### Passage to read:

Tax Liability

What is the basis of taxability of income of any person in India?

Ans.

The taxability of income of any person in India is generally based on his / her Residential Status under the Act and the scope of total income determined thereof, which is explained in the ensuing questions and refer Chapter-1 for details on Determination of Residential Status in case of individuals.

What is the scope of total income chargeable to tax of a NR in India?

Ans.

Following income earned by NRIs liable to tax in India:

 

1.     Income earned from any source in India is taxable in India viz; Interest income from investments in India; Capital Gains from investments in India; and Income from Immovable Property located in India;

2.     Any other income received or deemed to be received in India; and

3.     Income deemed to accrue or arise in India.

Any income other than above may not be taxable in India.

What is the scope of total income chargeable to tax of a RNOR in India?

Ans.

Following income earned by RNOR is liable to tax in India:

 

1.     Income earned from any source in India is taxable in India viz; Interest income from Investments in India; Capital Gains from investments in India; and Income from Immovable Property located in India;

2.     Any other income received or deemed to be received in India;

3.     Income deemed to accrue or arise in India; and

4.     Income earned outside India from business controlled or profession set-up in India is taxable in India.

Any income other than above may not be taxable in India


What is the Income tax liability of a Resident and ordinary resident (ROR) in India?

Ans.

For a person who is ROR in India, she/he shall be liable to tax in India on her/his global income.

What is the Income tax liability of an individual Deemed to be Resident in India?

Ans.

Recently, a new provision is introduced wherein an individual is deemed to be “Resident” in India in the relevant previous year, irrespective of number of days of stay in India if the following conditions are satisfied –

 

·        Individual is Citizen of India;

·        Has total income exceeding ? 15 lakhs (other than income from the foreign sources) in India during the previous year;

·        Who is not liable to tax in any country or territory by reason on his domicile or residence or any other criteria of similar nature.

Such ‘deemed residents’ shall be considered as ‘RNOR’ and accordingly in respect of any income arising outside India like capital gains, dividend, interest, rentals etc. other than the income from business controlled from India or income from profession which is set up in India, shall not be liable to tax in India.

For the definitions of the terms ‘NR’, ‘RNOR’, ‘ROR’ and ‘Deemed Resident’, please refer Chapter 1 – Residential Status.


How can NRI pay taxes in India?

Ans.

### Tasks and exercises:
(1) According to the tax liability passage, on what income is a person who is a resident and ordinary resident (ROR) in India liable to tax?
(2) Copy the tax liability passage from "What is the Income tax liability of an" up to and including "of similar nature.".
(3) Carry on the tax liability passage from the point where it stops.

### Supplied material:
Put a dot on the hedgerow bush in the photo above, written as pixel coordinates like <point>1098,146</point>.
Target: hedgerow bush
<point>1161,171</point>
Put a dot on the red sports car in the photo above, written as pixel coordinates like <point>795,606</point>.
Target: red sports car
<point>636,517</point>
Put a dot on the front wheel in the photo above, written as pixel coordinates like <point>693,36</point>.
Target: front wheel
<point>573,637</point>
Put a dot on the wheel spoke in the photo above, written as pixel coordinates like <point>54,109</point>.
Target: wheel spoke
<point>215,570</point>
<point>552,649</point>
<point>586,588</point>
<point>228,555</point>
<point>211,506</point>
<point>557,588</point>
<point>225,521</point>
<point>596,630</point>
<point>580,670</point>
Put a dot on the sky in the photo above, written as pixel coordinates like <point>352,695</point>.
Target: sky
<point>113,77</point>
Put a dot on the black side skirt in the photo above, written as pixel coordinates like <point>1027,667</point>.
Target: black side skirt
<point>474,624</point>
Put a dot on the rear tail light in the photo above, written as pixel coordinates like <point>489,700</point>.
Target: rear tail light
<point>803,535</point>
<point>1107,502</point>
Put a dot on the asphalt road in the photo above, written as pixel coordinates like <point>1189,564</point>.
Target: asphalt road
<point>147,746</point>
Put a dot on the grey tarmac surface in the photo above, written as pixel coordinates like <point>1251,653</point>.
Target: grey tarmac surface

* * *

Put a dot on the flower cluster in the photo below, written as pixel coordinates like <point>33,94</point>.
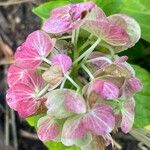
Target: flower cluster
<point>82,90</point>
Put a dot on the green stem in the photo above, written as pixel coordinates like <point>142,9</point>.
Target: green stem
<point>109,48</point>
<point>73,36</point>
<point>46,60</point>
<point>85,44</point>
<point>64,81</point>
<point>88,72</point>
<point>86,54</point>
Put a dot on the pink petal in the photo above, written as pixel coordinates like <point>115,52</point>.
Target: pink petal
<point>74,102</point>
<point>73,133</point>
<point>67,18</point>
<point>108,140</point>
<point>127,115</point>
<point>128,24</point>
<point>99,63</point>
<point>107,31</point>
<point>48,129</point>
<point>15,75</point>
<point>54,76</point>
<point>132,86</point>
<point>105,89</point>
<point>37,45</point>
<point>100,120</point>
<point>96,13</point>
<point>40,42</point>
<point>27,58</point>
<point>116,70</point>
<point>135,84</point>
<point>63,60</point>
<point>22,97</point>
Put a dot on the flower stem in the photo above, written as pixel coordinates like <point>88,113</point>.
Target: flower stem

### Answers for the tasks:
(1) Her or his global income.

(2)
What is the Income tax liability of an individual Deemed to be Resident in India?

Ans.

Recently, a new provision is introduced wherein an individual is deemed to be “Resident” in India in the relevant previous year, irrespective of number of days of stay in India if the following conditions are satisfied –

 

·        Individual is Citizen of India;

·        Has total income exceeding ? 15 lakhs (other than income from the foreign sources) in India during the previous year;

·        Who is not liable to tax in any country or territory by reason on his domicile or residence or any other criteria of similar nature.

(3)
NRI can pay taxes in India as under:

 

1.     Advance Tax – The tax liability in India is paid in installments (at prescribed percentage of tax liability, mentioned in the Act) during the FY on the basis of estimate of taxable income in India;

 

2.     Tax Deduction at Source (TDS) – When an NRI earns any taxable income in India, the payer is liable to withhold the amount of tax applicable on the said income and pay the balance amount of income to the NRI. The taxes so withheld are paid to the Government of India on behalf of the NRI. A table documenting the withholding rate of tax applicable in case of income of NRI is explained in ensuing question; and

 

3.     Self-Assessment Taxes (SAT)- After the end of the FY, the NRI may also pay taxes after undertaking a Self-Assessment of his income.

What are the withholding tax rates applicable to a NRI in case of any tax payable arising on income in India for the FY 2020-21?

Ans.

The following are the withholdingtax rates applicable to NRIs on the income computed in accordance with the provisions of the Act subject to the benefits under the DTAA and , if any, between India and the country of residence of the NRI:

Sr. No.

Type of Assets

Tax Liability

Basic Rate of Tax*

1

Interest on Banking A/c

 

 

 

A

NRO Savings Bank A/c

Taxable

30%

 

B

NRE Bank A/c

Exempt

Nil

 

C

FCNR Deposit A/c

Exempt

Nil

2

Immovable Property

 

 

 

A

Capital Gains

 

 

 

 

I

LTCG

Taxable

20%

 

 

II

STCG

Taxable

30%

 

B

Rental Income

Taxable

30%

3

Equity Shares and Units of Mutual Fund

 

 

 

A

Capital Gains on equity shares sold

 

 

 

1

STT paid on both sale and purchase of shares (Listed)

 

 

 

 

I

LTCG

Taxable

10%#

 

 

II

STCG

Taxable

15%

 

2

STT not paid (not listed on Recognized Stock Exchange.)

 

 

 

 

I

LTCG

Taxable

10%

 

 

II

STCG

Taxable

30%

 

B

Capital Gains on Units of Mutual Fund sold

 

 

 

1

STT paid on sale (Listed equity oriented Mutual Funds)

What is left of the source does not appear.